● **Exercise details**
Please reproduce, word for word, the part of the entries below that opens with the line containing "Could you point at the nose" and closes with the line containing "<point>243,611</point>", including both of those lines. Give only those lines.

● **Task inputs**
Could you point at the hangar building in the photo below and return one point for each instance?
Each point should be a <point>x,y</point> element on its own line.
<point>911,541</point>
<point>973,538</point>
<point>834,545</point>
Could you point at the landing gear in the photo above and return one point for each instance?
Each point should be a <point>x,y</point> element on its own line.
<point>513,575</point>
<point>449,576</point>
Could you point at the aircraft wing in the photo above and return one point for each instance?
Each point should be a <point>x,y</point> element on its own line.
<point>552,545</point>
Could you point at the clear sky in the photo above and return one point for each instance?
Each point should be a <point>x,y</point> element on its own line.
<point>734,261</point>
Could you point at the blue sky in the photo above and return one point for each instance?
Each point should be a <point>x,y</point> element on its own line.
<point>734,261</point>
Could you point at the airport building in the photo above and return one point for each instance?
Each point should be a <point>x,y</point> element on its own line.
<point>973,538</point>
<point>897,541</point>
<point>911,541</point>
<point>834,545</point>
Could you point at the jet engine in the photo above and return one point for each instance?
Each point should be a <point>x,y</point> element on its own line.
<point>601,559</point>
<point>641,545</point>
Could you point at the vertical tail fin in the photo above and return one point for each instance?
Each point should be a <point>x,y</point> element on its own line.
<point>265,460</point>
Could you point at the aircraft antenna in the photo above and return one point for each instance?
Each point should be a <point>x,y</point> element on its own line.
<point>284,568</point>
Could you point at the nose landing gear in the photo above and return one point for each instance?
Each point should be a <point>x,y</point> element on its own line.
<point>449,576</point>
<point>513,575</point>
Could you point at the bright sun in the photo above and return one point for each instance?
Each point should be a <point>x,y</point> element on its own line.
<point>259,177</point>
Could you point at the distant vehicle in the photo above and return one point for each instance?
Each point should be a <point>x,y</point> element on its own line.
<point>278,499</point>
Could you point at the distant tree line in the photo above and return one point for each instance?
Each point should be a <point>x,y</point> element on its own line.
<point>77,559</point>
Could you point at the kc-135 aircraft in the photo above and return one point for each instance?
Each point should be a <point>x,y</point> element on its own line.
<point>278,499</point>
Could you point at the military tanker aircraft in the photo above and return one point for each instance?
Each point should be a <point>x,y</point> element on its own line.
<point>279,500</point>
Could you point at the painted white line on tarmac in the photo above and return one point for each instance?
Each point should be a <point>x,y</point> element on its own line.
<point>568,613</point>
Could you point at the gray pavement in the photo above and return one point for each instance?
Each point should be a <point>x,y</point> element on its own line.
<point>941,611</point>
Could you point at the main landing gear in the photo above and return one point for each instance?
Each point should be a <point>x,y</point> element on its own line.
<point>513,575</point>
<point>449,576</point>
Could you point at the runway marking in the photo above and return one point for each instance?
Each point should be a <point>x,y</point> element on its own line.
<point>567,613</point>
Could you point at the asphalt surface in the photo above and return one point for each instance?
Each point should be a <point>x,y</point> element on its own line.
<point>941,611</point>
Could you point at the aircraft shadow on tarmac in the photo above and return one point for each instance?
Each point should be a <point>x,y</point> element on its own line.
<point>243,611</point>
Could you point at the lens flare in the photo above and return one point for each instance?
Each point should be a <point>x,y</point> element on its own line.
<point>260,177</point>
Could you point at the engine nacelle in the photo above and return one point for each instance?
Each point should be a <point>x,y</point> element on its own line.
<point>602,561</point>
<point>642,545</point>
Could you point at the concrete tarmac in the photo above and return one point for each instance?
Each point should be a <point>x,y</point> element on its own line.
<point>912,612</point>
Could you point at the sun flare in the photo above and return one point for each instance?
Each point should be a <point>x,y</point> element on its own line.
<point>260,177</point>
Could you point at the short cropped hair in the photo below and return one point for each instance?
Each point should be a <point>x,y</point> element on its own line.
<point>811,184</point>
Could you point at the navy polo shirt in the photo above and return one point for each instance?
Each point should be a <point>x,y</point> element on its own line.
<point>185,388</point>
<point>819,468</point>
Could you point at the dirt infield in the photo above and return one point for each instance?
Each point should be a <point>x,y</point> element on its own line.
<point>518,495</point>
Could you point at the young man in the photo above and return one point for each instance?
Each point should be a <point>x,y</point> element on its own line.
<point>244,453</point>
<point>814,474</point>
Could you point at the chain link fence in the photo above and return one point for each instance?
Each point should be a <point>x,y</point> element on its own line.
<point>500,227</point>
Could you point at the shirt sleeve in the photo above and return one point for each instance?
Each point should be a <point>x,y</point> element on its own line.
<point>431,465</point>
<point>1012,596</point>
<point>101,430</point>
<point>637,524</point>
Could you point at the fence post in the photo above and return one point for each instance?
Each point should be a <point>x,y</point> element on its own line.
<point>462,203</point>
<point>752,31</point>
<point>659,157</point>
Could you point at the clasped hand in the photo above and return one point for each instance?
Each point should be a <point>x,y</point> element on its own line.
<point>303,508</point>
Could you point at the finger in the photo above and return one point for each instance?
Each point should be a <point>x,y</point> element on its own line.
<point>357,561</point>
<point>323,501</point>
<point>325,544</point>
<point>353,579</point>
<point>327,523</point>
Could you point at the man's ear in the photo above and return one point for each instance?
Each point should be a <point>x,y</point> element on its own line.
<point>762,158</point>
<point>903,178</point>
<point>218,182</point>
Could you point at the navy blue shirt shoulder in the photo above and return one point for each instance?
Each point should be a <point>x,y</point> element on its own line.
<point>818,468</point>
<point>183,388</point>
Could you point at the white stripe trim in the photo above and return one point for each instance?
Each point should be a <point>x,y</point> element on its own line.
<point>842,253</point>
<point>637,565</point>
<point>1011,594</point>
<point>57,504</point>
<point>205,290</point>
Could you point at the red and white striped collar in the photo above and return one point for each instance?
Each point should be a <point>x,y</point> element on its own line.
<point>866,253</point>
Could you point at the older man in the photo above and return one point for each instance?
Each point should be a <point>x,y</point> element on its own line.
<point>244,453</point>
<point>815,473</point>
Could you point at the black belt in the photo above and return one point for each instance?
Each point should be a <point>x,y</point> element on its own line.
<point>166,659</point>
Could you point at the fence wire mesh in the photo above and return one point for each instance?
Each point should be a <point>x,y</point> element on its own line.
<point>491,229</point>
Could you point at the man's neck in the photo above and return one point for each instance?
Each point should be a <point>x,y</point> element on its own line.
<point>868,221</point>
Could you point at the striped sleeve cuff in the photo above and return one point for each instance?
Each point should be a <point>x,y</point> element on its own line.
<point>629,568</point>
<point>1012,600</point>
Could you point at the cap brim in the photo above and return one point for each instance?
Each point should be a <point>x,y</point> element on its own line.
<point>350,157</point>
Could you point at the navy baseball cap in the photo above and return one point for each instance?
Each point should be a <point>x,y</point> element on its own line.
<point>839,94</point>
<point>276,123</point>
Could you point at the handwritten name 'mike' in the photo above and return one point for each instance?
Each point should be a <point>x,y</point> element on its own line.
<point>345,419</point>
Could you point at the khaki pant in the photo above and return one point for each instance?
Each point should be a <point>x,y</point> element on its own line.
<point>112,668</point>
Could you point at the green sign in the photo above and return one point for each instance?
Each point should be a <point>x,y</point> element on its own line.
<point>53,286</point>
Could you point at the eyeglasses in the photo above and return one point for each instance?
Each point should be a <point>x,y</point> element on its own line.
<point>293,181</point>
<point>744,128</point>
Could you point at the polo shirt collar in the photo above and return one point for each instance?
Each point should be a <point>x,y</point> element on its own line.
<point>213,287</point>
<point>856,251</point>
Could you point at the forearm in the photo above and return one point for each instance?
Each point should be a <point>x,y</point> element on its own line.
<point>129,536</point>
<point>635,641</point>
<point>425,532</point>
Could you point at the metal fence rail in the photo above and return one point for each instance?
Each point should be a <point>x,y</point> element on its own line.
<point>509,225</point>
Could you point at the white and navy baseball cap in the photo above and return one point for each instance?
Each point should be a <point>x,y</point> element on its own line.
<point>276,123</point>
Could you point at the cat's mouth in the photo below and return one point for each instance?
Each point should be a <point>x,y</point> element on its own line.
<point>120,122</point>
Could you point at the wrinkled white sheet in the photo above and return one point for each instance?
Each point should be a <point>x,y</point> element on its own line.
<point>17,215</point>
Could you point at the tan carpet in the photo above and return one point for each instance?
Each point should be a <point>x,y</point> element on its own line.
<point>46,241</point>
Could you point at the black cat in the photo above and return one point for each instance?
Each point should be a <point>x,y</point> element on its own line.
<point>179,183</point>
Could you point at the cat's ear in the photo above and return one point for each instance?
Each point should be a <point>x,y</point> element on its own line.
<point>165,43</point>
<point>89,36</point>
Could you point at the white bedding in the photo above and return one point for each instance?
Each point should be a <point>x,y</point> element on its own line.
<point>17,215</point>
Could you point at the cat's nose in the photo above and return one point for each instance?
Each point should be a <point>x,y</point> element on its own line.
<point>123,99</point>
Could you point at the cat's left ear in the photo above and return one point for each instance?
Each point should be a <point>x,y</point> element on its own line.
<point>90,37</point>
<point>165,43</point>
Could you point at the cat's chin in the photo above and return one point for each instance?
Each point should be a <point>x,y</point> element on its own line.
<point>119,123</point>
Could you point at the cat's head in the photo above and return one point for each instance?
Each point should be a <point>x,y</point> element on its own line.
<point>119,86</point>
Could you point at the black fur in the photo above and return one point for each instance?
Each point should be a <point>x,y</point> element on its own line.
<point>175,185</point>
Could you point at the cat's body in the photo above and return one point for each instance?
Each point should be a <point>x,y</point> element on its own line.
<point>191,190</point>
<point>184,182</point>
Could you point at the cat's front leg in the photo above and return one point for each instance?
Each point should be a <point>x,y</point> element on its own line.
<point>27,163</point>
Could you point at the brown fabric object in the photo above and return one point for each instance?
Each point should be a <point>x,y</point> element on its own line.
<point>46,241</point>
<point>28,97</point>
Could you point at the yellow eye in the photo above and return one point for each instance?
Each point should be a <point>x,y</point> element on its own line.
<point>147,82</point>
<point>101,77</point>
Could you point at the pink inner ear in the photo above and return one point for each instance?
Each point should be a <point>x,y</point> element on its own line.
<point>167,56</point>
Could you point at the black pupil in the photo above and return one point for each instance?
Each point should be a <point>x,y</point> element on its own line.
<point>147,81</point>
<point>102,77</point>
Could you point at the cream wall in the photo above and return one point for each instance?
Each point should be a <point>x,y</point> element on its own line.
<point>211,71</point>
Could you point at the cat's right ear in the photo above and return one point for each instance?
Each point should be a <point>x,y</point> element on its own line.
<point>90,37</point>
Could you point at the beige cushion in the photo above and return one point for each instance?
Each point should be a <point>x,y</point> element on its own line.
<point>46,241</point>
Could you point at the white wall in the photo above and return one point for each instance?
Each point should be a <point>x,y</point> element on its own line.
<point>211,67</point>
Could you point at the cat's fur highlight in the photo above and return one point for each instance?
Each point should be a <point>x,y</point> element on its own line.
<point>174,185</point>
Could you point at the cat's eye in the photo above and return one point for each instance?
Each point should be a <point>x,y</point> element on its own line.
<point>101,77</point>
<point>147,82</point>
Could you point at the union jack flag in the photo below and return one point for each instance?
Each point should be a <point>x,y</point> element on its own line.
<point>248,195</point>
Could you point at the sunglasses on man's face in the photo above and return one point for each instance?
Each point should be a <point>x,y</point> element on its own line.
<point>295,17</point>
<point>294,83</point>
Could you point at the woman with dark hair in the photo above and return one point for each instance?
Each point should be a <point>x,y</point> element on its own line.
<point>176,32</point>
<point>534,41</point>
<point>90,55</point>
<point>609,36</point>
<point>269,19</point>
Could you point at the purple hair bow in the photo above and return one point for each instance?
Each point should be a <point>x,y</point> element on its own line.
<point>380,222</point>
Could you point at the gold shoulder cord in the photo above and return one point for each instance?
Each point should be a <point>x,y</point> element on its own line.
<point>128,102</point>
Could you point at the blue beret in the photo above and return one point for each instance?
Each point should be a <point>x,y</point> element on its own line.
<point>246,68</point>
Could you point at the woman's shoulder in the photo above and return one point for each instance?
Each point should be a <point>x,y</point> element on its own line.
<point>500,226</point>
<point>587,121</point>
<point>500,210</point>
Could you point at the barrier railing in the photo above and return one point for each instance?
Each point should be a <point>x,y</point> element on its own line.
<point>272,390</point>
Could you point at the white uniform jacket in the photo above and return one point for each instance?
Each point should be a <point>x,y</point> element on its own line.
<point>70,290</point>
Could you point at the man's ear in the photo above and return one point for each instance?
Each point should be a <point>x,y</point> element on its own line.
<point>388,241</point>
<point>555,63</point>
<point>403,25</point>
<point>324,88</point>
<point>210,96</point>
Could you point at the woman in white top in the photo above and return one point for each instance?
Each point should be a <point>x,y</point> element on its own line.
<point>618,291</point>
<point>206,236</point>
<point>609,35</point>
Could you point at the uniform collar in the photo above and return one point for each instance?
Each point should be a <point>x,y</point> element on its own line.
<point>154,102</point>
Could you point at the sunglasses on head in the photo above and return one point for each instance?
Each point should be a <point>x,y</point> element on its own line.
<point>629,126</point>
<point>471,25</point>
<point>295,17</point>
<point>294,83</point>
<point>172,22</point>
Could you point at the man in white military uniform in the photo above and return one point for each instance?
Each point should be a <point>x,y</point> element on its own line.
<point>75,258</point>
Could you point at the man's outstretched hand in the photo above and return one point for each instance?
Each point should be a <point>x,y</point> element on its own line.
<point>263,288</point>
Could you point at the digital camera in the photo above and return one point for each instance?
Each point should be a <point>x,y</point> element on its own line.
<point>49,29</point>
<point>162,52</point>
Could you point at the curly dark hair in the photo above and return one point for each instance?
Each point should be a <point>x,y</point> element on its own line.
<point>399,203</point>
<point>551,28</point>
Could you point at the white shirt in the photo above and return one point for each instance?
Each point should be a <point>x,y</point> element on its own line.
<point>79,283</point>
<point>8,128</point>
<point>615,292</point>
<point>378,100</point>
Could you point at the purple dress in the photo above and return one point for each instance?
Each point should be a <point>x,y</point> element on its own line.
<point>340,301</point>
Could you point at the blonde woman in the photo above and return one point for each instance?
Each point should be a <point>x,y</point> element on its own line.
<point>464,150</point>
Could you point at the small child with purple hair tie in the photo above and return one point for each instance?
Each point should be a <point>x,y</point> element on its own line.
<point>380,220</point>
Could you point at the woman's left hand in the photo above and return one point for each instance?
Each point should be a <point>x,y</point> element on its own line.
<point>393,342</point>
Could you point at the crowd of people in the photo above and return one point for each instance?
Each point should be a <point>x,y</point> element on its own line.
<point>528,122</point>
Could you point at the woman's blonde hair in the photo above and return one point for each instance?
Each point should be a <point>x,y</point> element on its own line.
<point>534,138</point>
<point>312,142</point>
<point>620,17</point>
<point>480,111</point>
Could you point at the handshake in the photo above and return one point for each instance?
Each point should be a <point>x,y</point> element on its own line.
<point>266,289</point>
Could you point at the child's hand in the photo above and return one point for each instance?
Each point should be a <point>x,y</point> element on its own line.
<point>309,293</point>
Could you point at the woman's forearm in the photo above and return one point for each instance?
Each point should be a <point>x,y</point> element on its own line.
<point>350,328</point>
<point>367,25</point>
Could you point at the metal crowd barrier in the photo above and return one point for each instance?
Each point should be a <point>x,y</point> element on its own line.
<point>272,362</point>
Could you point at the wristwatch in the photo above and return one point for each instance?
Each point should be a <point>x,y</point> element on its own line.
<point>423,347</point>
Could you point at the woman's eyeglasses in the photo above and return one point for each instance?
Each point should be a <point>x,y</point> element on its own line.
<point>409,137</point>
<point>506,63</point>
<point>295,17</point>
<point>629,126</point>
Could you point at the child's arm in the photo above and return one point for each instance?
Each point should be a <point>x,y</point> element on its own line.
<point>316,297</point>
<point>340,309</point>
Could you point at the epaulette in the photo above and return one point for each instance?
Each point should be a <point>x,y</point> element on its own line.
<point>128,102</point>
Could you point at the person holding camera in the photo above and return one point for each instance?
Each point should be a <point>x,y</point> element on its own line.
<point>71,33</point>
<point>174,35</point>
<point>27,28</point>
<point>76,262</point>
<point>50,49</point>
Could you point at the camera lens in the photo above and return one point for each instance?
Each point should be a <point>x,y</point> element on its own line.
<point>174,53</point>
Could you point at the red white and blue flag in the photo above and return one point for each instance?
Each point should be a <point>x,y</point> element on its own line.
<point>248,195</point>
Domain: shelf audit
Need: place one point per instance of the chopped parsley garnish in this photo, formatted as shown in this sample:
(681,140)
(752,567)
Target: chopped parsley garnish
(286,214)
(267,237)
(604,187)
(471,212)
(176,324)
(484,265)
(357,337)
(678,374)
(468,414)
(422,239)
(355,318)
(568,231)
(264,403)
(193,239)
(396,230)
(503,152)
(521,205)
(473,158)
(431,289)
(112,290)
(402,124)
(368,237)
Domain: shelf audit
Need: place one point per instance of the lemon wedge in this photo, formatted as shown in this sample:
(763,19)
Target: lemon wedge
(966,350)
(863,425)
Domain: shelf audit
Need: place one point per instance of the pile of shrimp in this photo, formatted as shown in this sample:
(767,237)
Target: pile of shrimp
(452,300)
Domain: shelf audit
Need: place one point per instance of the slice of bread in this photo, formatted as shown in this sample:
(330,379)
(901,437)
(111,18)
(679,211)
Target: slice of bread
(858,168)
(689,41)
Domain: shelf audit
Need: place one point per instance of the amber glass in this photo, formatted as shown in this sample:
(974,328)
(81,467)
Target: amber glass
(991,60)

● **Answer to this exercise**
Could you point at the nose landing gear in the photo above and return one point for each instance?
Each point should be a <point>x,y</point> element on its own line.
<point>449,576</point>
<point>513,575</point>
Could you point at the bright sun in the photo above and return one point for each instance?
Each point should be a <point>x,y</point> element on its own line.
<point>259,177</point>
Could you point at the distant vehicle in the photo above and return one point for each instance?
Each point should be a <point>x,y</point> element on its own line.
<point>278,499</point>
Could you point at the distant tree line in the photo above and return one point for each instance?
Each point should be a <point>x,y</point> element on its own line.
<point>77,559</point>
Could you point at the kc-135 aircraft in the photo above and return one point for each instance?
Each point should be a <point>x,y</point> element on its own line.
<point>278,499</point>
Could you point at the military tanker aircraft in the photo above and return one point for each instance?
Each point should be a <point>x,y</point> element on its own line.
<point>279,500</point>
Could you point at the painted white line on tarmac in the photo above and return one point for each instance?
Each point should be a <point>x,y</point> element on its own line.
<point>568,613</point>
Could you point at the gray pavement in the photo above and return one point for each instance?
Each point should be a <point>x,y</point> element on its own line.
<point>941,611</point>
Could you point at the main landing gear in the photo above and return one point for each instance?
Each point should be a <point>x,y</point> element on its own line.
<point>513,575</point>
<point>449,576</point>
Could you point at the runway marking in the photo above and return one point for each instance?
Each point should be a <point>x,y</point> element on its own line.
<point>567,613</point>
Could you point at the asphalt surface in the photo above and return one point for each instance?
Each point should be a <point>x,y</point> element on its own line.
<point>941,611</point>
Could you point at the aircraft shadow on tarmac in the photo above and return one point for each instance?
Each point should be a <point>x,y</point> element on its own line.
<point>243,611</point>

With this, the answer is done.